Exercise —
Could you print all the entries exactly?
--- Start ---
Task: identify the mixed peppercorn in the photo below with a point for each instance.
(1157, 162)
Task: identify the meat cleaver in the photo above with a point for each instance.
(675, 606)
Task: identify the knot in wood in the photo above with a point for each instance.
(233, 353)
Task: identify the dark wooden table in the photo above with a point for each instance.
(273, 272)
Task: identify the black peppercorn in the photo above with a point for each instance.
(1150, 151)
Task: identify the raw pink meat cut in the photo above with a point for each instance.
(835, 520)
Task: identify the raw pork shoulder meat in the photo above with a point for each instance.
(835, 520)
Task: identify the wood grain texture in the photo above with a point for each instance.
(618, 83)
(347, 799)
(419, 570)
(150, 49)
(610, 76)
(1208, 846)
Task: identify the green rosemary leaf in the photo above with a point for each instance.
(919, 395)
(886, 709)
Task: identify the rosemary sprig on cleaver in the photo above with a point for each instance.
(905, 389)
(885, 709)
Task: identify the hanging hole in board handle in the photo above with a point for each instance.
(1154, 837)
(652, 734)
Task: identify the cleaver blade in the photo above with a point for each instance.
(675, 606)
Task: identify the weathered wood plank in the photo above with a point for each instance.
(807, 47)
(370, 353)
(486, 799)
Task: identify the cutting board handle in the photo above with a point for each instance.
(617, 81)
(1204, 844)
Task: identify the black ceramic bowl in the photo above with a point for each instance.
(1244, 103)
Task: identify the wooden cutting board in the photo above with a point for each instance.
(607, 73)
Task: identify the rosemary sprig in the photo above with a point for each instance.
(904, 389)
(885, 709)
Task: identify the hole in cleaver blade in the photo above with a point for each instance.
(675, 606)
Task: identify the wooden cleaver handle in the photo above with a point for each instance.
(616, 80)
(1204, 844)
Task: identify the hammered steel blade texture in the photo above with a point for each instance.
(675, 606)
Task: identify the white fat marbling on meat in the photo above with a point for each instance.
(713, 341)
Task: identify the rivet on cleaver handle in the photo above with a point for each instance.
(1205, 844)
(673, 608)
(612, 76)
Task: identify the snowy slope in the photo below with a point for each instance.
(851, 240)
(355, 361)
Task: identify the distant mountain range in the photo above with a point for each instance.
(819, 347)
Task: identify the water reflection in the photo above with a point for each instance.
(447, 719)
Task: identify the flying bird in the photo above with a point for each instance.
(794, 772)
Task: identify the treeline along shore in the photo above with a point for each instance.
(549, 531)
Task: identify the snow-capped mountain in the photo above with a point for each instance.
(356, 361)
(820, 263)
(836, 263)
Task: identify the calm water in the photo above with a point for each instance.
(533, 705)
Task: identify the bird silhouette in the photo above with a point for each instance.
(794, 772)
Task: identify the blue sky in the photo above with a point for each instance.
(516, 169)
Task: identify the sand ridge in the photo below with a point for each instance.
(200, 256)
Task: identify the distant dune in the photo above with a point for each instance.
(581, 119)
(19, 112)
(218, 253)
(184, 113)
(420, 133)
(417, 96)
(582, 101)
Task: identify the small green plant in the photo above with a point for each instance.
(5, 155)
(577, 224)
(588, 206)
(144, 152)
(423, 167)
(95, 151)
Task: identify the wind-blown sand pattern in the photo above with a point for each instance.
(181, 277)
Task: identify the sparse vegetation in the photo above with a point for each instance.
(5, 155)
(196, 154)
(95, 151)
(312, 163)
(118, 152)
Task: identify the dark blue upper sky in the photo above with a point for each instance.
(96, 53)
--- End ---
Exercise response —
Task: identify the mixed peppercorn in the photo below with a point for each instance.
(1157, 162)
Task: identify the meat cleaver in the photo above with a point for each instance.
(675, 606)
Task: identify the knot in wood in the photo above with a point for each instance.
(233, 353)
Task: identify the dark wooden table in the photo above with a point for each instance.
(273, 272)
Task: identify the black peppercorn in the photo above with a point for each instance.
(1150, 151)
Task: identify the raw pink meat cut in the photo above with a point for each instance.
(835, 520)
Task: identify the raw pork shoulder meat in the photo above with a point for each instance.
(835, 520)
Task: identify the wood grain texture in the photo above with a point for each instance.
(618, 83)
(347, 799)
(419, 570)
(150, 49)
(610, 76)
(1208, 846)
Task: identify the green rosemary leaf in the photo above with a point for each instance.
(919, 395)
(886, 709)
Task: identify the rosemary sprig on cleaver in the photo above with a point for each instance.
(905, 389)
(885, 709)
Task: identify the hanging hole in board handle in the photo above with a point for each instance.
(1154, 837)
(652, 734)
Task: identify the cleaver blade in the photo above with a point for each instance.
(675, 606)
Task: identify the weathered wood plank in the photo above with a point for each instance.
(807, 47)
(370, 353)
(486, 799)
Task: identify the cutting board handle in the photo above with a point for each instance.
(617, 81)
(1204, 844)
Task: identify the black ceramic bowl in the photo above with a point for each instance.
(1244, 103)
Task: identify the wooden cutting board in the photo above with a point for each instance.
(607, 73)
Task: identify the rosemary sprig in the photo above with a point for each instance.
(904, 389)
(885, 709)
Task: identify the hole in cleaver blade in the photo above with a point for each instance.
(675, 606)
Task: identify the wooden cleaver handle in the photo above with a point for each instance.
(616, 80)
(1204, 844)
Task: identify the hammered steel blade texture in the photo above with a point for each instance.
(675, 606)
Task: identify the white fat marbling on meat in the photo above with a point for each instance.
(713, 341)
Task: identify the rivet on cleaver handle in the photo above with a point for each instance.
(1205, 844)
(673, 608)
(612, 76)
Task: identify the snowy slope in the photo below with a point for each instance.
(851, 240)
(355, 361)
Task: identify the distant mountain range in the photo above with a point for each instance.
(819, 347)
Task: identify the water reflection in the photo above with a point for each instance.
(447, 719)
Task: identify the flying bird in the photo above with a point for each instance.
(794, 772)
Task: identify the treeline along shore in the photo above with a point for each instance.
(549, 531)
Task: identify the snow-capped mountain in the photo above with a point for each instance.
(356, 361)
(820, 263)
(836, 263)
Task: identify the calm water in the photo above with a point for each instance.
(533, 705)
Task: identify the bird silhouette in the photo above with a point for each instance.
(794, 772)
Task: identify the blue sky in the photo above with a point for each instance.
(516, 169)
Task: identify the sand ridge in the photo below with a point for each instance.
(200, 256)
Task: identify the distant dune in the photo above with a point for each instance.
(581, 119)
(19, 112)
(218, 253)
(184, 113)
(420, 133)
(417, 96)
(582, 101)
Task: identify the small green plant in the photo above with a point for each instance.
(5, 155)
(577, 224)
(588, 206)
(144, 152)
(423, 167)
(95, 151)
Task: identify the wind-blown sand pattern in the photo above with a point for each instance.
(181, 277)
Task: identify the sparse vegetation in the photo above with a point for each instance.
(5, 155)
(196, 154)
(95, 151)
(312, 163)
(118, 152)
Task: identify the dark blue upper sky in the photo above with a point for each instance.
(96, 53)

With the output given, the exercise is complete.